• **Exercise requirements**
[A] According to the piece on C86, which publication gave away the cassette that carried that name?
[B] Write the next few sentences of the piece on C86, picking up after its final sentence.

• **Source passage**
+ + + + +

Everyone loves a good old reminisce, even cynical old musicians and journalists. Every one loves a 'Best Of' list to argue over, Christ knows there are enough of the bloody things on telly and in idea-short magazines (hell, even Socialism stands accused there). People love nothing more than to get all hacked off by what the ‘kids’ are into now, before donning the rose tinted specs and harking back to when music was ‘real’, like it was when they were a bit younger - just witness the current fascination with ‘nu rave’ (a couple of glo-sticks and an airhorn don’t make you rave anymore than long hair and a beard make me Jesus). Nothing drives people backwards through their record collections than a good old-fashioned anniversary. This year, then, is 20th anniversary of C86; basically just the name given to a cassette given away by the NME, though over the years, it’s come to represent the scratchy lo-fi ‘shambling’ bands of that time. Last week alone Manic Street Preacher Nicky Wire talked brilliantly in The Guardian about the impact of C86 on him and his band-mates in the Welsh Valleys in the aftermath of the miners strike, while over at Time Out, Simon Reynolds mused about the scene’s significance today. The phrase that keeps getting bandied about in association with C86 (the cassette and the just reissued, slightly historically revisionist CD version) is “the birth of modern indie music”.

+ + + + +

Named-object pointing entries

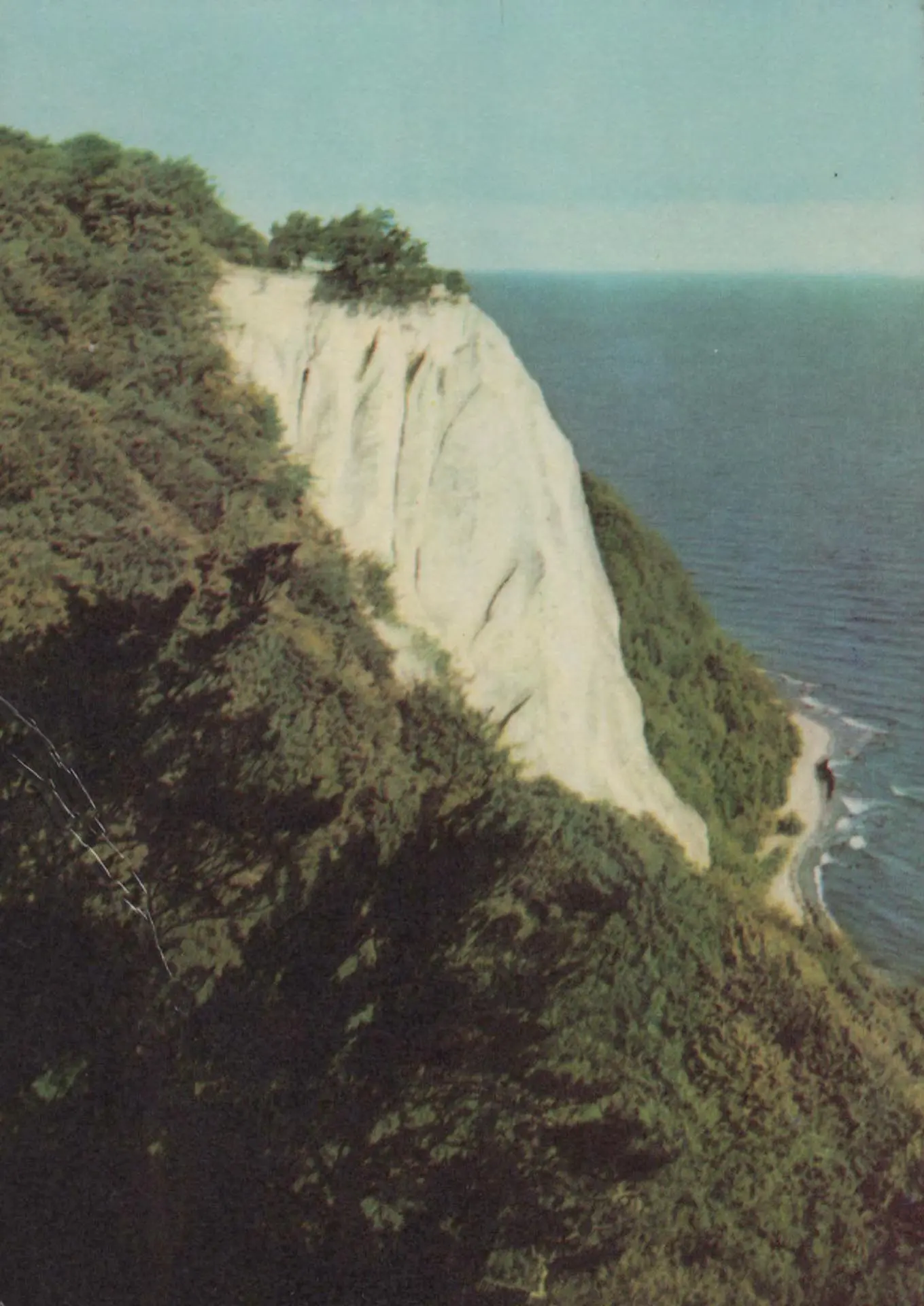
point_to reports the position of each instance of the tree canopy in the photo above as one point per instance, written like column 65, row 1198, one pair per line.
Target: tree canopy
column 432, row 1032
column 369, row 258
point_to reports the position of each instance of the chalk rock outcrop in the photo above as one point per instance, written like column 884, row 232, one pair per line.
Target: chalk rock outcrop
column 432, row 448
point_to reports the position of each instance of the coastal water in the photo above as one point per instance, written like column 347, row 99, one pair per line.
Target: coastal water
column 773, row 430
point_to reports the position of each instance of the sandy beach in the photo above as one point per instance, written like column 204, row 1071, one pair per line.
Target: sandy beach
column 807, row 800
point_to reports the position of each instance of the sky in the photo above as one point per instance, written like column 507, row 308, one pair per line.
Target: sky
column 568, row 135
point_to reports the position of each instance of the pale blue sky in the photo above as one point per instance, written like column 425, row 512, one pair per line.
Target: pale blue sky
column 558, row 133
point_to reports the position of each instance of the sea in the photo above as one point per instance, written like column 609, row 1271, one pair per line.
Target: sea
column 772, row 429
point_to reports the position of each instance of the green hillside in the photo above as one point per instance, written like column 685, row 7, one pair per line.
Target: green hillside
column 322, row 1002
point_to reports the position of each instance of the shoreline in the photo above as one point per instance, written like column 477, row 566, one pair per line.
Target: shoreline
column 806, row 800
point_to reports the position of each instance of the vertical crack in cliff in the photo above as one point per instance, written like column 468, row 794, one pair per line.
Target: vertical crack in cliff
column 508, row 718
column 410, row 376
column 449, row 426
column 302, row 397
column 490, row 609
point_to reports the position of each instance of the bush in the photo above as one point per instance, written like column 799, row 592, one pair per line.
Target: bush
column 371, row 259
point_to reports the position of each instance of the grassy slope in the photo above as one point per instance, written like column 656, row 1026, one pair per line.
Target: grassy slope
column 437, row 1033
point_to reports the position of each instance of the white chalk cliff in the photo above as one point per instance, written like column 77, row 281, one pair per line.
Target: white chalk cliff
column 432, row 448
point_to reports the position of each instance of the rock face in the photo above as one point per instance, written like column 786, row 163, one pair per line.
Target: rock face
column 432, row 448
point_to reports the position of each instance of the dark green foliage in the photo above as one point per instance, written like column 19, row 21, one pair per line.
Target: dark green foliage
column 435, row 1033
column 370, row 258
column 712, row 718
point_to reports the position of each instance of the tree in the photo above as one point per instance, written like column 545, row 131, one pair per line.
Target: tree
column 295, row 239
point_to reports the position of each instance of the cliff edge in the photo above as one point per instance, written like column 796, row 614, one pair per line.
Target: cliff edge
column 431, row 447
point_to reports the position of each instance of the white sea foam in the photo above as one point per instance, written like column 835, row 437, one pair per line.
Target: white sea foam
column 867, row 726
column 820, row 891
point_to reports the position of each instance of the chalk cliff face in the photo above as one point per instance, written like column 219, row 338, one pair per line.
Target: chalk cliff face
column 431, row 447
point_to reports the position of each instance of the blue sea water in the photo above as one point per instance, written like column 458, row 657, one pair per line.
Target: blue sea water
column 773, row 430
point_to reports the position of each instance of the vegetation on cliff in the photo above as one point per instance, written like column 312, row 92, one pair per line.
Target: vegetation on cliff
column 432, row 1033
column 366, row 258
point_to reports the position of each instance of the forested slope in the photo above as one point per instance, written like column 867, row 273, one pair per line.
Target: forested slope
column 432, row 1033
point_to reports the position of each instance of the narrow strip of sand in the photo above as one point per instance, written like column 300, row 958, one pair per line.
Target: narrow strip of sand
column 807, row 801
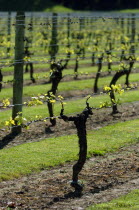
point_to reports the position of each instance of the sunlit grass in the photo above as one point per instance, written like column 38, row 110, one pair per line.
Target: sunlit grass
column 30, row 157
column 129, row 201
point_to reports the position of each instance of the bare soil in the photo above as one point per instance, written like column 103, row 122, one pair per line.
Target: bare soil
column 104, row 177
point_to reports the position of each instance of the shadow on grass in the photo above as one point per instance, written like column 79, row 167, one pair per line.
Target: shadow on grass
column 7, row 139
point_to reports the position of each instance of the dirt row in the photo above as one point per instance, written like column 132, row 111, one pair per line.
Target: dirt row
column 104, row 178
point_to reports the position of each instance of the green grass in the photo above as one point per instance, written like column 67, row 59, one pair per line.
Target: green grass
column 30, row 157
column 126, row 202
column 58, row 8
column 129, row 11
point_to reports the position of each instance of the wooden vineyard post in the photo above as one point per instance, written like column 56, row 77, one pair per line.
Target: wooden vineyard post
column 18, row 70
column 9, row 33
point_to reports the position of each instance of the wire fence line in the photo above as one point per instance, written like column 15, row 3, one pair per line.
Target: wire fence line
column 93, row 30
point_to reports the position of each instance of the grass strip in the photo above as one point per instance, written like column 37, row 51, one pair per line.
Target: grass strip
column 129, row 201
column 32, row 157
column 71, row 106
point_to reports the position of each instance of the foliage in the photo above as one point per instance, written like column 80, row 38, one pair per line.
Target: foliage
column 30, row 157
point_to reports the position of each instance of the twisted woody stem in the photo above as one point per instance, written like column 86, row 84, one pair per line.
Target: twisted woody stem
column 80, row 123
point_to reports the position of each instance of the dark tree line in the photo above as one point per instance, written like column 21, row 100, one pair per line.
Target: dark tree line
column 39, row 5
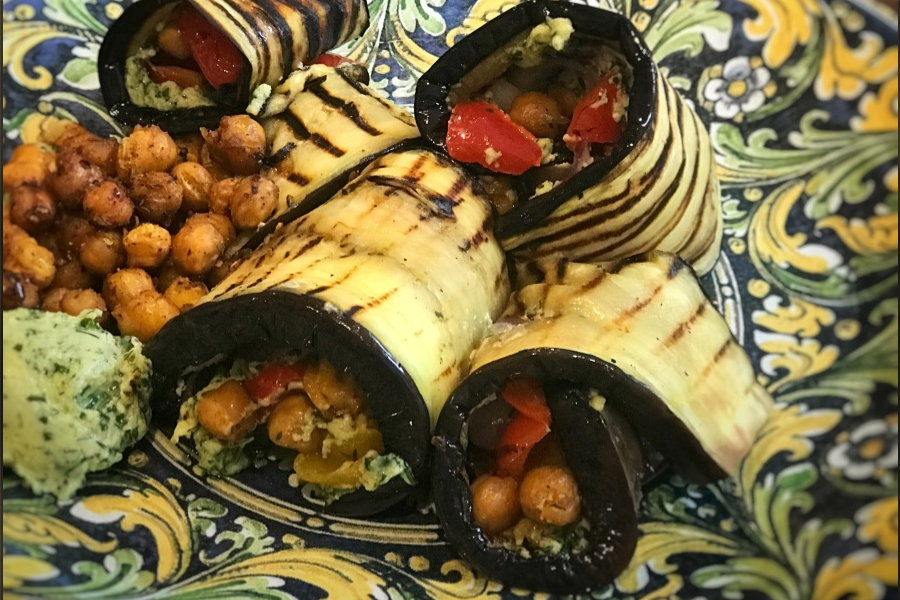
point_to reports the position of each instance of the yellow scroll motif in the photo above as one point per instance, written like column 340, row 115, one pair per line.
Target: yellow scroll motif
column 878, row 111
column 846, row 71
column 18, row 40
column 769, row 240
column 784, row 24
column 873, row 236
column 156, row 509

+ + + + +

• **Results for each task**
[A] The NME gave away the C86 cassette.

[B]
Thing is, how can that be? Has no one noticed that 20 years on, “modern indie music” appears to be pretty much solely the domain of ‘Potty’ Pete Doherty - drug pincushion, tabloid bete noir and troubadour of questionable talent? There he is again, on the front of the papers (the cover of the NME today – again!!!), too busy porking super models to sing in tune, too busy getting fucked up to wipe away the blood and snot from his sallow face, a duet with The Streets documenting – you guessed it - tabloid life and the horrible spiral of drug abuse that befalls famous people with too much money and attention. Old Pete, new record out, another piece of self-pitying 6th form poetry written out in his bed-sit, probably scribbled away in his own blood, whilst he sits there waiting for the next court case where the judges will be too star struck to ever send him down (did anyone else think that last hearing was a pretty terrifying view of our judicial system?)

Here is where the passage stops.